╭─ Document extract
Personal information
- Full name: Charles Elliott Pannam
- Date of birth: 21 April 1897
- Place of birth: Collingwood, Victoria, Australia
- Date of death: 25 November 1961 (aged 64)
- Place of death: Box Hill, Victoria
- Height: 174 cm (5 ft 9 in)
- Weight: 69 kg (152 lb)

Playing career^{1}
- Years: Club / Games (Goals)
- 1917–1922: Collingwood / 097 (12)
- 1926–1928: South Melbourne / 045 (31)
- Total:  / 142 (43)

Coaching career
- Years: Club / Games (W–L–D)
- 1923–1928: South Melbourne / 108 (54–54–0)
- ^{1} Playing statistics correct to the end of 1928.

= Charlie Pannam (footballer, born 1897) =

Charles Elliott Pannam (21 April 1897 – 25 November 1961) was an Australian rules footballer and VFL umpire who played for Collingwood and South Melbourne in the Victorian Football League (VFL). He was the son of a Greek-Australian Aussie rules footballing legend Charlie Pannam and the brother of Alby Pannam, and he was a grandfather to Australian Football Hall of Fame player and media personality Lou Richards.
╰─
» Task 1
According to the Charlie Pannam biography, where did Pannam die?
» Task 2
Extend the Charlie Pannam biography past its final sentence.
The rows that come after this biography play no part in the exercise.
╭─ Extracted information
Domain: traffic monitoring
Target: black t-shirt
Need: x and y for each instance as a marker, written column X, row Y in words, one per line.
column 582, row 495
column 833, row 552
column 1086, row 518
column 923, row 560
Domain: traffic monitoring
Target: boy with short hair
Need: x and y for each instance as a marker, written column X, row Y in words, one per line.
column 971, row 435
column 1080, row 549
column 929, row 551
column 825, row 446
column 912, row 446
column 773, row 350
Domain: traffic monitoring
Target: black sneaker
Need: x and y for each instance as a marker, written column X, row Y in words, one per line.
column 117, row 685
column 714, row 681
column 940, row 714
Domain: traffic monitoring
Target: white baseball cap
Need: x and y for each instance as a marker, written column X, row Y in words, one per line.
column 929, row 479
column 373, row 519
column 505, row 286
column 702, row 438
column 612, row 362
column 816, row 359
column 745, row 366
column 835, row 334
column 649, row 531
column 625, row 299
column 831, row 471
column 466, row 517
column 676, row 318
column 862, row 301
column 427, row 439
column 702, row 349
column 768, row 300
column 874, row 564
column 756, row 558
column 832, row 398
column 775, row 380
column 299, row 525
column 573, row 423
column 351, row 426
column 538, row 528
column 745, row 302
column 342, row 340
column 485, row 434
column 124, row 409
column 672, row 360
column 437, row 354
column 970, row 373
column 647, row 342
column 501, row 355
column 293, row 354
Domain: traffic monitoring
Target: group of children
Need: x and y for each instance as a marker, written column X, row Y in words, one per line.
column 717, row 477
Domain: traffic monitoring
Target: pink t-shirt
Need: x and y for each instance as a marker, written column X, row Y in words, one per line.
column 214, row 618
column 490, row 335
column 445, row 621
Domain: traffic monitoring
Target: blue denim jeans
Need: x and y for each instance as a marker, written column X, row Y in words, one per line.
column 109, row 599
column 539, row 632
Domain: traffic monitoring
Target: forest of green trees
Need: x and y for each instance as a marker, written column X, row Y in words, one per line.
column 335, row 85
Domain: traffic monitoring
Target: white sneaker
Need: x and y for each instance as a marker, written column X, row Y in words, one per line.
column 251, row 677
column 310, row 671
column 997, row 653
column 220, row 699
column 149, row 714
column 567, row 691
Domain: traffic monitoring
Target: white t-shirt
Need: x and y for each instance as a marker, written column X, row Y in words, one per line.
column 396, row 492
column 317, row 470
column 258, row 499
╰─
» Response area 1
Box Hill, Victoria

» Response area 2
==Football career==
Pannam spent six seasons with Collingwood and played in Grand Finals in all but one of them, winning premierships in 1917 and 1919. He played mostly in the middle of the ground, as either a wingman or centreman. In 1923, he joined South Melbourne as coach, and for his first three years in charge he did so in a non-playing capacity, but from 1926 to 1928 took the field as captain. His tally of 108 games as South Melbourne coach remained a record for more than half a century until passed by Ian Stewart in 1981.

In later years, Pannam returned to Collingwood and filled a range of administrative roles including team manager of the under-nineteens and secretary of the Old Players' Association.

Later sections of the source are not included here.